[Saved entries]
..............................

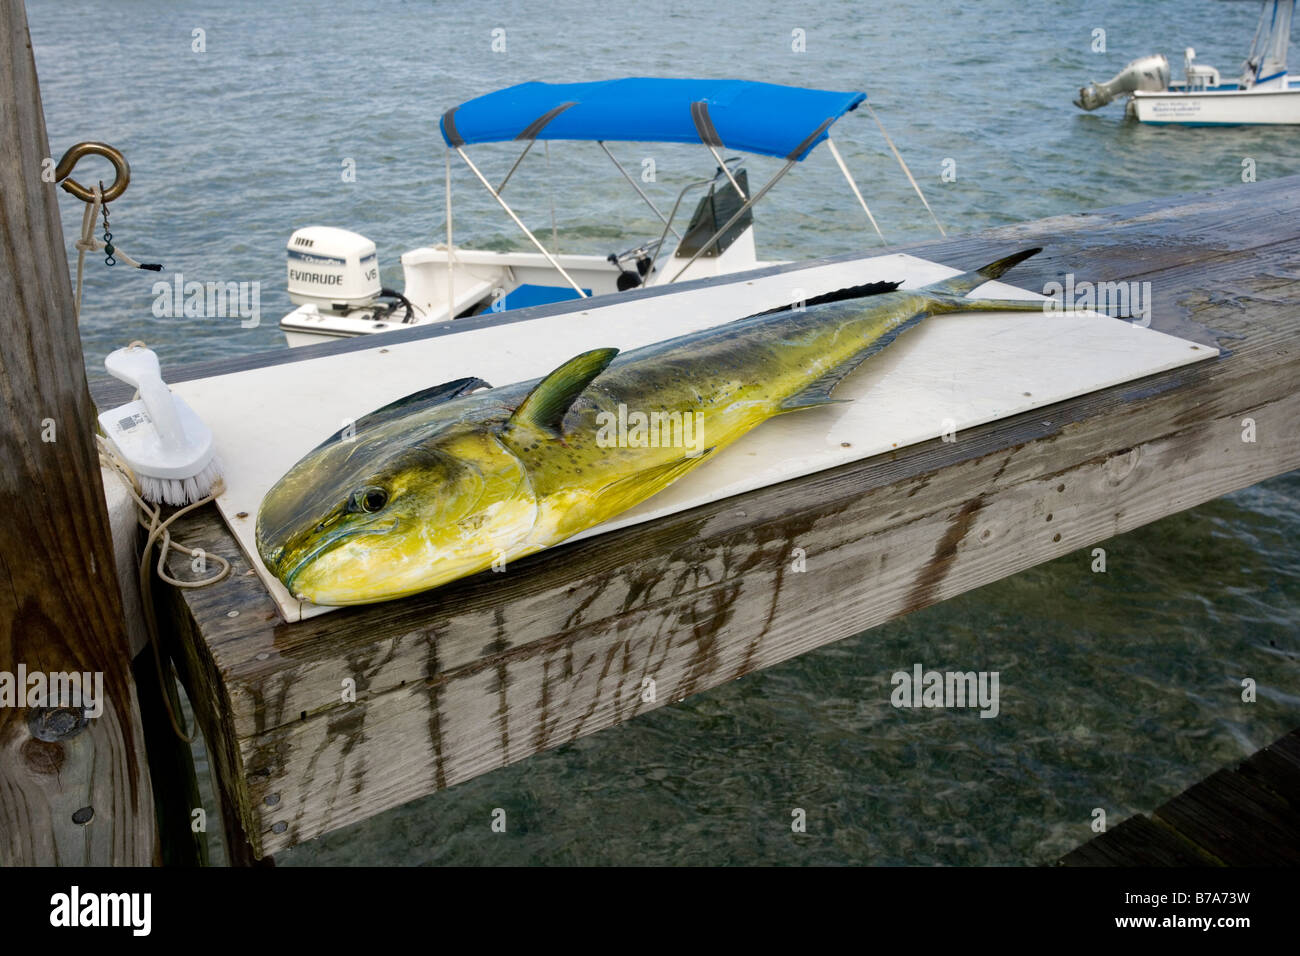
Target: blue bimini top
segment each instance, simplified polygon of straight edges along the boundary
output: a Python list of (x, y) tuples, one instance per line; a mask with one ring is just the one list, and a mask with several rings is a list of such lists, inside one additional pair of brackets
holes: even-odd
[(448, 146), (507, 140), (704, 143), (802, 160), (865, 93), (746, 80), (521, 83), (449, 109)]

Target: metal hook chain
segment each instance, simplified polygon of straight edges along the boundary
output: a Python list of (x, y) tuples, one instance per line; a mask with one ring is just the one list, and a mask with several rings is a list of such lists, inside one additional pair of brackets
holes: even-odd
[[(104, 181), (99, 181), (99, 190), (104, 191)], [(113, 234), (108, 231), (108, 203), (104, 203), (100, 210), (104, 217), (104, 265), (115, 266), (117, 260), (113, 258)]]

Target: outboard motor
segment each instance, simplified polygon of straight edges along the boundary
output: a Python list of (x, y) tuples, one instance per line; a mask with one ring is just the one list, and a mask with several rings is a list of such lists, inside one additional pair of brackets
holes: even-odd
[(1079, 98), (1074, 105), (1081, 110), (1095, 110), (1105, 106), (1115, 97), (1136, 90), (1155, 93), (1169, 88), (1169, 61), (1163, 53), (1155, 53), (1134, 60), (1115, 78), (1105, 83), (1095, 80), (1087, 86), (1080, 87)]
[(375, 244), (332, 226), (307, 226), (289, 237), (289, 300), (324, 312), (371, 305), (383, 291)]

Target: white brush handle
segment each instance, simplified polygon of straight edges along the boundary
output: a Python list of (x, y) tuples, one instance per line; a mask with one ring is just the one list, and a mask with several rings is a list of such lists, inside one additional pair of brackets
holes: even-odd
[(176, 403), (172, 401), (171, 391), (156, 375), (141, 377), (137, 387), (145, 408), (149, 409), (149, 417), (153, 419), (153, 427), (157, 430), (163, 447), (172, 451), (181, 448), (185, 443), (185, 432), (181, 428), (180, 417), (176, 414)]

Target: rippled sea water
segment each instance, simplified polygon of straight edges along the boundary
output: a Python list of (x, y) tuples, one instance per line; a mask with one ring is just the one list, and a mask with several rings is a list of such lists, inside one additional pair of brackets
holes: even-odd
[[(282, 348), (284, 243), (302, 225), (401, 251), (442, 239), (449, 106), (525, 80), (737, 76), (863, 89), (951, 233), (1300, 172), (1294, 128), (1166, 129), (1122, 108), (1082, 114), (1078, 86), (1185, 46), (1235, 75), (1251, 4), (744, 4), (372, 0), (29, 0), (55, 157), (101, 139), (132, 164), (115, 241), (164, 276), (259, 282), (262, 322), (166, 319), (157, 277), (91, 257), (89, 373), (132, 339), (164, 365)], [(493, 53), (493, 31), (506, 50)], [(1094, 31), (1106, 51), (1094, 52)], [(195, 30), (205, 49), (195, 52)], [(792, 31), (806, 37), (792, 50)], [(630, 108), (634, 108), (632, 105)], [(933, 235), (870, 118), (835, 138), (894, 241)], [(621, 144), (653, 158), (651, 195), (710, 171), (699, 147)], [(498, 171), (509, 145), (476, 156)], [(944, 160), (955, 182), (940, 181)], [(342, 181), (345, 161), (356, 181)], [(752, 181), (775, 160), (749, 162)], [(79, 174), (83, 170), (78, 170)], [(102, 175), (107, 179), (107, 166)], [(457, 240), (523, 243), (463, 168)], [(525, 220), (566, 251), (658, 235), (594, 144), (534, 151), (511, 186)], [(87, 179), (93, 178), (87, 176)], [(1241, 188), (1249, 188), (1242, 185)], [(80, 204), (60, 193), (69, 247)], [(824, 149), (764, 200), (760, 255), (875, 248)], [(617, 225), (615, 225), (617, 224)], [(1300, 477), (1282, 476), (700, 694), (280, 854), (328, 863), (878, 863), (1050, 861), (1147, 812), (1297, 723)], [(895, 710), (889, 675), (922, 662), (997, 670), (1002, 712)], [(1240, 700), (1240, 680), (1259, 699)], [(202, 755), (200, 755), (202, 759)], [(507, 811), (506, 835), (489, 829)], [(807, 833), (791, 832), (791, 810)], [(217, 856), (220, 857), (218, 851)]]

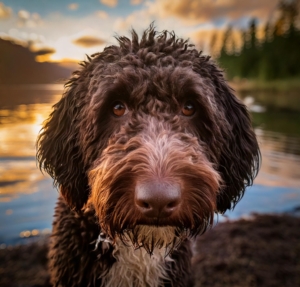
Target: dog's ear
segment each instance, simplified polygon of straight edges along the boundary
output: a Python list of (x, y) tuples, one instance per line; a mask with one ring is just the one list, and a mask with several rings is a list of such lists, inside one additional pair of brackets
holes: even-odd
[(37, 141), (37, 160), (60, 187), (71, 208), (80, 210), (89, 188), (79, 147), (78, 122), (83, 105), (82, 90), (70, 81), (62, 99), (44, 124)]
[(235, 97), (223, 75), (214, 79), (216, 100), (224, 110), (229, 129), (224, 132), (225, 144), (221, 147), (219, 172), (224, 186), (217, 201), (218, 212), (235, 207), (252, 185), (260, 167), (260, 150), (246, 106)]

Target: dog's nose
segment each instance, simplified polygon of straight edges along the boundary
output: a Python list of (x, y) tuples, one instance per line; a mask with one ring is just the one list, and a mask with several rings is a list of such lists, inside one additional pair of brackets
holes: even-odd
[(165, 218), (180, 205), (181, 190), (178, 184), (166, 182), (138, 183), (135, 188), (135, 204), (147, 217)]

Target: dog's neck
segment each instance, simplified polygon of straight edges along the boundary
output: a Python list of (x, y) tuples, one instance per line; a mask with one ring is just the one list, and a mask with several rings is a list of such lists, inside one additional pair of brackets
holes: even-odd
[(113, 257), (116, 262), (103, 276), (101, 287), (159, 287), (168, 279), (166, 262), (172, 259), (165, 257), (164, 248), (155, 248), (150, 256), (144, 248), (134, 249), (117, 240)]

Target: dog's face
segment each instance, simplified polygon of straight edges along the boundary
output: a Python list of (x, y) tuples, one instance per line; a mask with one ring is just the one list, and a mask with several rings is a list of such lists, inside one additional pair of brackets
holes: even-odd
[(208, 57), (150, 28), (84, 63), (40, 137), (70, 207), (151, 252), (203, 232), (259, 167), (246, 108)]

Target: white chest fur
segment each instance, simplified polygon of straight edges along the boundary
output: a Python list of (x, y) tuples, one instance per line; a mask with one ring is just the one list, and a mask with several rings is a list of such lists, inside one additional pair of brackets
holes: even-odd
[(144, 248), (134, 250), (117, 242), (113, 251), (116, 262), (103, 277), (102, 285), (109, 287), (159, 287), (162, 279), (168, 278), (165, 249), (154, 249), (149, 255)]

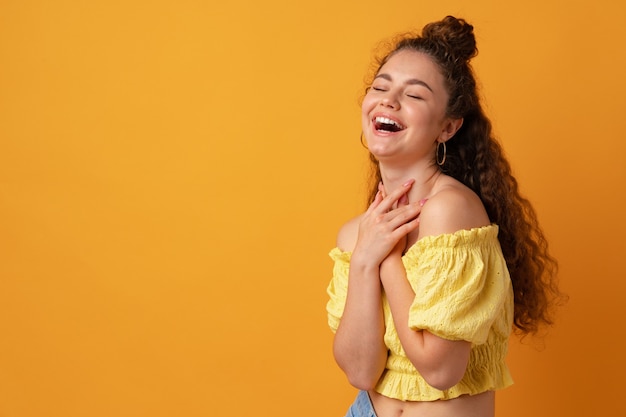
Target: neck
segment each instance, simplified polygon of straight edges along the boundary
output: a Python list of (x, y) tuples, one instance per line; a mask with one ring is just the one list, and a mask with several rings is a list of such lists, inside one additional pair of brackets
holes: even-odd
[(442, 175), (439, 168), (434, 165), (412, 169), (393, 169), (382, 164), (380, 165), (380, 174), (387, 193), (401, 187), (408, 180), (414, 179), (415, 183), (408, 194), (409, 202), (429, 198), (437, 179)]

..............................

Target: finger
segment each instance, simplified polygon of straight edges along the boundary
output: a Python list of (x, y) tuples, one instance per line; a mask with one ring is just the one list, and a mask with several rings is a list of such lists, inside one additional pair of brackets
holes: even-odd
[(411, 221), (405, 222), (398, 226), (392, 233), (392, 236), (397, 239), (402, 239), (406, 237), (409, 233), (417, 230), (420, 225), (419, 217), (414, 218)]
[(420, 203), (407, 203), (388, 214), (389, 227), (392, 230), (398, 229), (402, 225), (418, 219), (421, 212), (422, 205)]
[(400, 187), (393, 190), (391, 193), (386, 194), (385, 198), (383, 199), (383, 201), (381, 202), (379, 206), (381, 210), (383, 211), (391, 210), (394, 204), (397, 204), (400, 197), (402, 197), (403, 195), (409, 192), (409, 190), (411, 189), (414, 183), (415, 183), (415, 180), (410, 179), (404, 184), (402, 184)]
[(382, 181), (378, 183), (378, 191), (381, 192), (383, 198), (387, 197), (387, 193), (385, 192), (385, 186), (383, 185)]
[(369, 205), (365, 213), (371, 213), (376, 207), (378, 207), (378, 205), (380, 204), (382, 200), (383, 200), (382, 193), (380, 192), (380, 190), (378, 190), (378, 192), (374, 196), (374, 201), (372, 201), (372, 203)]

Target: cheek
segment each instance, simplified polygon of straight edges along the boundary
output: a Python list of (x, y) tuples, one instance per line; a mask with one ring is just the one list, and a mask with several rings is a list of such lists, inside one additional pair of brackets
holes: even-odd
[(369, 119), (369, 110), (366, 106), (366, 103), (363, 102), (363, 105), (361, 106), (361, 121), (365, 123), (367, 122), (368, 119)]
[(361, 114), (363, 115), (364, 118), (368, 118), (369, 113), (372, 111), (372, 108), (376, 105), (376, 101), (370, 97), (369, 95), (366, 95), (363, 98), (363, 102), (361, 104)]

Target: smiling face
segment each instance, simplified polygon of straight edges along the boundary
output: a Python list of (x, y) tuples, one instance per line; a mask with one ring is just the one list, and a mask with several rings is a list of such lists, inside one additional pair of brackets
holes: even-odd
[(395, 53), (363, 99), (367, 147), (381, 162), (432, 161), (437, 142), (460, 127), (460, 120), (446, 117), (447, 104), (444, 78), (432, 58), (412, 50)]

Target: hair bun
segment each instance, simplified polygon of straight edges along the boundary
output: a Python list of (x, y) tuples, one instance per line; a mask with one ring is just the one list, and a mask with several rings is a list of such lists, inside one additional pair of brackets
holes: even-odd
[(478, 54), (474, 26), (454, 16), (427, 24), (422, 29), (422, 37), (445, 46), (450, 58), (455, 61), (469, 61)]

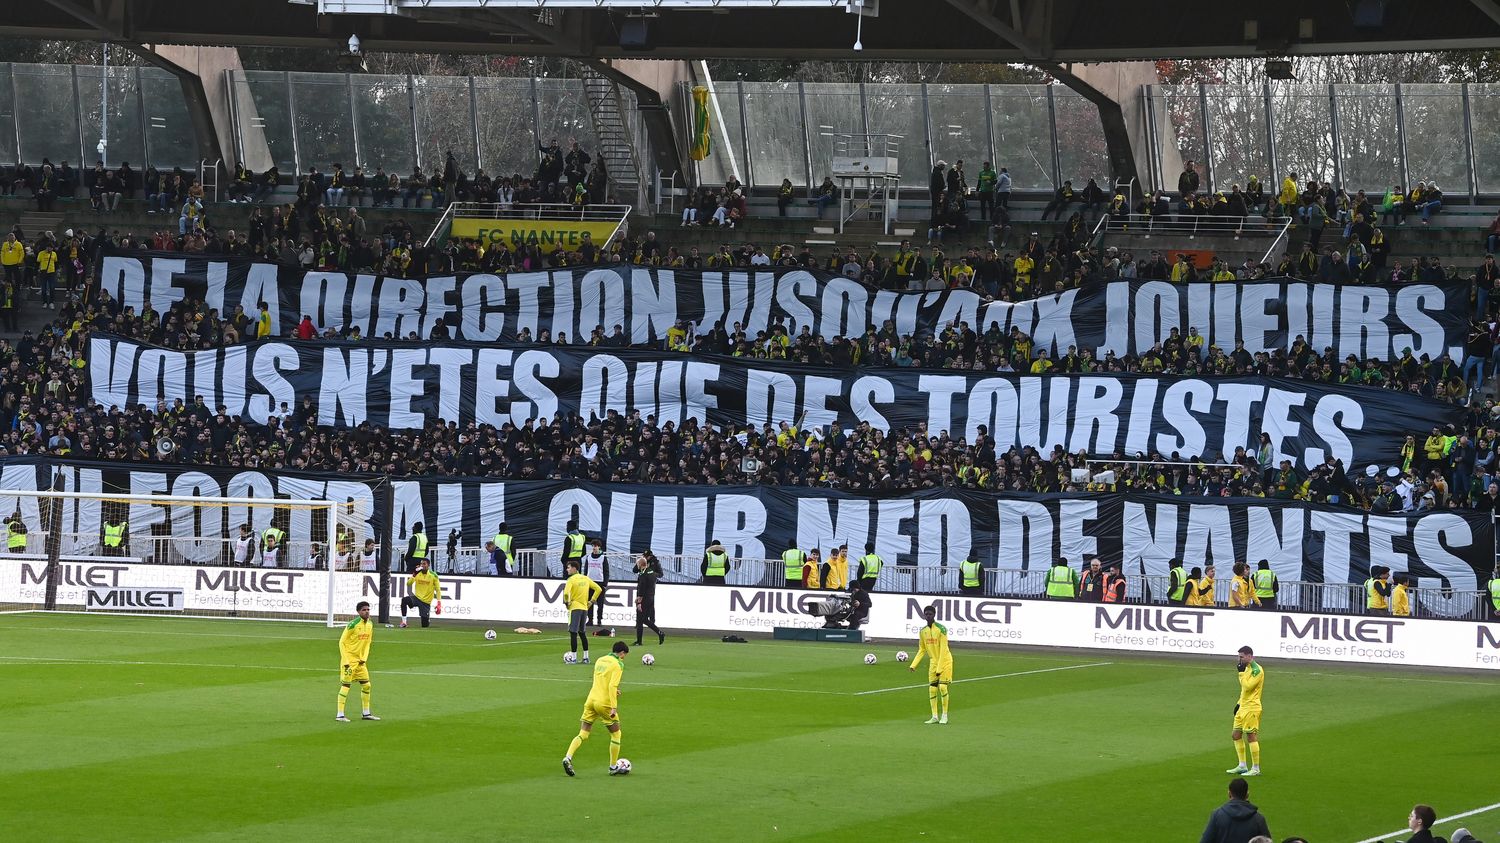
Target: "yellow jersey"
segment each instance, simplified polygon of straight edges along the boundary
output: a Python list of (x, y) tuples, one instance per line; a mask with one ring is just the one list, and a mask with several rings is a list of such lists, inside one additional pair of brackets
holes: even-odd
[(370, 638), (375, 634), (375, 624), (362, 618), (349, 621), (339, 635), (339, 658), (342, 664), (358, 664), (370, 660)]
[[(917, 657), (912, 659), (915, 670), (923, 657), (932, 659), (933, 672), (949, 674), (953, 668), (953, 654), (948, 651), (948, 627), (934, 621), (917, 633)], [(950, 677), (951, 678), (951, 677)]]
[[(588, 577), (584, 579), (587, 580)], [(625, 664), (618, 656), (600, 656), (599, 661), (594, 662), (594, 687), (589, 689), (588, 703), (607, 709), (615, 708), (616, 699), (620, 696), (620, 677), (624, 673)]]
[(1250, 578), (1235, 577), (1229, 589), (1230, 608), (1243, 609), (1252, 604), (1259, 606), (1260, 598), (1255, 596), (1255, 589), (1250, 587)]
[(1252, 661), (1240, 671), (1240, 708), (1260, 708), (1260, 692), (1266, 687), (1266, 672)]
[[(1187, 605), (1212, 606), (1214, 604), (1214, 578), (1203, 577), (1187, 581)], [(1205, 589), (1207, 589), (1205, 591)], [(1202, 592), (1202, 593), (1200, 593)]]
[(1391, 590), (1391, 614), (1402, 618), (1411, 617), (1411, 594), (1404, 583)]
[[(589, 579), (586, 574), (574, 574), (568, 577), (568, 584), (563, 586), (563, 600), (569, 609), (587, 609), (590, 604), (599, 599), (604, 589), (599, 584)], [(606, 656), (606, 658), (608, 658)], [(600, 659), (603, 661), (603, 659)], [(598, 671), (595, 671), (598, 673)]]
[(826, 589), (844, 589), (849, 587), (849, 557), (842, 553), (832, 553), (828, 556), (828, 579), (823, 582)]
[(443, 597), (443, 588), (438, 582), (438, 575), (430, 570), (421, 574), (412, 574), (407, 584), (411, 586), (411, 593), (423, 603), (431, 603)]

..............................

— Task statement —
Some lines of the records above contain the word "white". How many are there? Reply with the number alone.

— Result of this task —
2